GAINESVILLE, FLA. -- A mutant form of an unassuming microbe deals a blow to colon cancer, University of Florida scientists have discovered.
The special bacteria halted abnormal inflammation, reduced precancerous growths and reversed progression of severe cancerous lesions in the large intestines of mice.
The findings appeared this month in the Proceedings of the National Academy of Sciences.
For years researchers have understood that uncontrolled inflammation in the large intestine can result in various diseases, including colon cancer and inflammatory bowel diseases.
The new study focused on understanding how to curb immune system processes in the gut that lead to harmful inflammation.
Some inflammation in the gut is a good thing, as it serves to keep the body's immune system in top disease-fighting shape.
Under stress, however, the immune system overreacts with a cascade of inflammation-causing reactions.
That can lead to afflictions in which the immune system attacks instead of protects the body. It can even cause colon cancer.
U-F researchers had previously demonstrated that a genetically modified form of the beneficial bacterium 'Lactobacillus acidophilus' can bring overactive immune responses back to normal.
They have now found that proteins on the surface of the bacteria can act on the immune system to either cause inflammation in the gut or tune it down.
The researchers removed an inflammation-causing gene from the bacterium, and the result was a form of the bacteria that was even better at controlling disease-causing inflammation.
Researchers further discovered that mice with severe cases of polyps and cancerous intestinal lesions that were fed the modified bacteria had significantly reduced numbers of colon polyps compared with untreated mice, and showed no signs of active colon cancer or disease-causing inflammation.
The modified bacteria are easy and cost-effective to produce.
Researchers say that, eventually, a treatment for humans could be a pill that can be taken by mouth.
Patients could receive the beneficial bacterial treatment in combination with surgery or other therapies.
++++++++++
Copy out, word for word, the part of the colon cancer article that begins at the words "U-F researchers had" and ends after "or disease-causing inflammation.".

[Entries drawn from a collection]
++++++++++
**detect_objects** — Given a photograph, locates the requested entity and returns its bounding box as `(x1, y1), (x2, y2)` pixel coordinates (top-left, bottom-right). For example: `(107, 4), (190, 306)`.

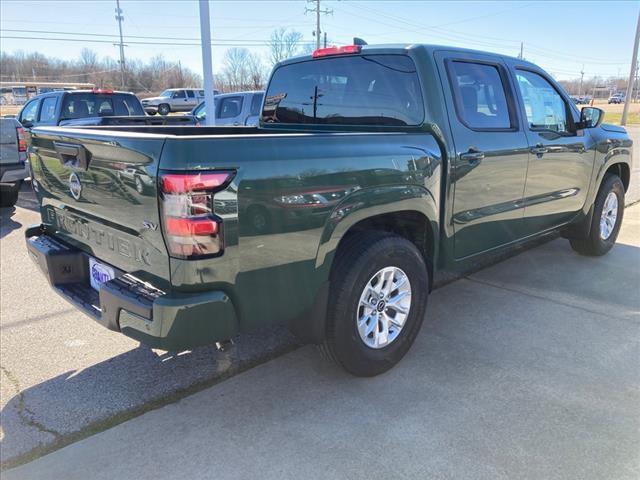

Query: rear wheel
(569, 175), (624, 256)
(0, 183), (20, 207)
(321, 232), (429, 377)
++++++++++
## Answer area
U-F researchers had previously demonstrated that a genetically modified form of the beneficial bacterium 'Lactobacillus acidophilus' can bring overactive immune responses back to normal.
They have now found that proteins on the surface of the bacteria can act on the immune system to either cause inflammation in the gut or tune it down.
The researchers removed an inflammation-causing gene from the bacterium, and the result was a form of the bacteria that was even better at controlling disease-causing inflammation.
Researchers further discovered that mice with severe cases of polyps and cancerous intestinal lesions that were fed the modified bacteria had significantly reduced numbers of colon polyps compared with untreated mice, and showed no signs of active colon cancer or disease-causing inflammation.